[Opening SUPPLIED RECORDS section]

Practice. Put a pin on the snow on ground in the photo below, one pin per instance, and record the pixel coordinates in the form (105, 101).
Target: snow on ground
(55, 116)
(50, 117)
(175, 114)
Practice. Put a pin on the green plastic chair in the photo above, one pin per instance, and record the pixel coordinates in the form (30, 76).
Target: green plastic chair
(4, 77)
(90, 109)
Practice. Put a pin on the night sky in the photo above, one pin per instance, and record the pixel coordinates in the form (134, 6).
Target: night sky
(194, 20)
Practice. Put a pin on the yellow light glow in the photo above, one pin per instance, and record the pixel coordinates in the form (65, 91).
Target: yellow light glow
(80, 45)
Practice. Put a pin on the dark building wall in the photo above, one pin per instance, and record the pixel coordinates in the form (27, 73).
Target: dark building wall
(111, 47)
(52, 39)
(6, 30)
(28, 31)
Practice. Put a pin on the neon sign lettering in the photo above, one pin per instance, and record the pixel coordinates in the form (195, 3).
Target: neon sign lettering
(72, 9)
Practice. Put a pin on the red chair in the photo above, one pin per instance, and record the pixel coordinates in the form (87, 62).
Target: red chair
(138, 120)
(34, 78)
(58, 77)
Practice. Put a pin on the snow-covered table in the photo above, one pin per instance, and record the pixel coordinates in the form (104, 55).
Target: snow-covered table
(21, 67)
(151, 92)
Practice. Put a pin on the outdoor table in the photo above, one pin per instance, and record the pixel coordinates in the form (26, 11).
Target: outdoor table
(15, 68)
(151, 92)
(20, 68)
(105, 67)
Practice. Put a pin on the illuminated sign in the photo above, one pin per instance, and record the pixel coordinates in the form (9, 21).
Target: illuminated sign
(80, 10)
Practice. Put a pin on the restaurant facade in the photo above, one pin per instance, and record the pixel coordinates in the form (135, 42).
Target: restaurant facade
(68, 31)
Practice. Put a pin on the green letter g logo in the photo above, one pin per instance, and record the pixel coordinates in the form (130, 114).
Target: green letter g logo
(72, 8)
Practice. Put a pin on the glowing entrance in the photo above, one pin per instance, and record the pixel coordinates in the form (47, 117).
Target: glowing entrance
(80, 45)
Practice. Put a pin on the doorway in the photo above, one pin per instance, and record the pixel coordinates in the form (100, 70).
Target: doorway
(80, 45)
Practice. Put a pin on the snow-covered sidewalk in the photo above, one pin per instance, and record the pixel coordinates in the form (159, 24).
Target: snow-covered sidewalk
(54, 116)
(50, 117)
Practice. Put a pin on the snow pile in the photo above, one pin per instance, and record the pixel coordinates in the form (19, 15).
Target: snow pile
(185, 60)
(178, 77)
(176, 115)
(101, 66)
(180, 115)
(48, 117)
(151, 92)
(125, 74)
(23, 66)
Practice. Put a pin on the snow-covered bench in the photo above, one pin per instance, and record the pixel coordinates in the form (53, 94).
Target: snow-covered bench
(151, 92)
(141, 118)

[Closing SUPPLIED RECORDS section]

WORK REQUEST: Type the entries out again so that they match exactly.

SOLUTION BELOW:
Practice. Put a pin on the snow on ground in the photo below, one pin per instance, and record the pixel coordinates in the form (105, 101).
Target: snow on ground
(55, 116)
(50, 117)
(175, 114)
Practice. Put a pin on the green plastic chair in the photo above, one pin per instance, and record the pixel coordinates in the form (30, 76).
Target: green plastic chair
(4, 77)
(90, 109)
Practice. Put a pin on the night sky in the photo above, one pin per instance, and record the pixel coordinates in the form (134, 6).
Target: night sky
(194, 20)
Practice. Put a pin on the yellow light glow in the photo above, one pin per instance, and record the pixel coordinates in the form (65, 91).
Target: yellow light glow
(80, 45)
Practice. Put a pin on the dark building wall in the photo above, one pin per instance, and record the pixel coordinates in the form (27, 73).
Target: dark building wall
(111, 47)
(52, 39)
(6, 30)
(28, 31)
Practice. Put a pin on the neon sign lettering in the photo above, one pin per instance, and record the pixel coordinates in the form (195, 3).
Target: neon sign lettering
(72, 9)
Practice. Put a pin on the red chair in the photo above, one pin per instance, and record the pixel coordinates in the form (87, 62).
Target: red chair
(138, 120)
(34, 78)
(58, 77)
Practice. Put a pin on the snow-covered table in the photo above, one pin per instance, and record the pixel coordinates in the form (104, 55).
Target: snow-covered table
(21, 67)
(151, 92)
Practice. Put a pin on the outdoor table in the photo above, one pin per instance, and record the pixel coordinates in the form (26, 11).
Target: outdoor table
(15, 68)
(151, 92)
(20, 68)
(105, 67)
Practice. Put a pin on the illuminated sign in the photo above, one pin per instance, and record the pixel coordinates in the form (9, 21).
Target: illuminated sign
(80, 10)
Practice. Put a pin on the restaurant facade in the photo above, one pin per instance, and record the pixel coordinates in the form (135, 42).
Target: restaurant facade
(68, 31)
Practice. Put a pin on the green letter g logo in the photo above, one pin per instance, and record the pixel coordinates in the form (130, 114).
Target: green letter g logo
(72, 8)
Practice. Put a pin on the glowing entrance in the photo above, one pin per instance, and record the pixel coordinates in the form (47, 117).
Target: glowing entrance
(80, 45)
Practice. Put a pin on the doorway in the photo above, one pin per instance, and record the pixel coordinates in the form (100, 70).
Target: doorway
(80, 45)
Practice. Put a pin on the snow-covered sidewalk in the photo above, one pin per instance, and record the pixel coordinates in the form (159, 24).
Target: snow-covered sidewalk
(54, 116)
(50, 117)
Practice. Put a pin on the snow pile in the photo above, one pin per instance, and record the pixel coordinates in the form (19, 15).
Target: snow pile
(185, 60)
(178, 77)
(176, 115)
(101, 66)
(180, 115)
(48, 117)
(151, 92)
(125, 74)
(23, 66)
Practice. Put a pin on the snow-covered bench in the photo above, one pin per instance, and record the pixel coordinates in the form (53, 94).
Target: snow-covered bench
(151, 92)
(141, 118)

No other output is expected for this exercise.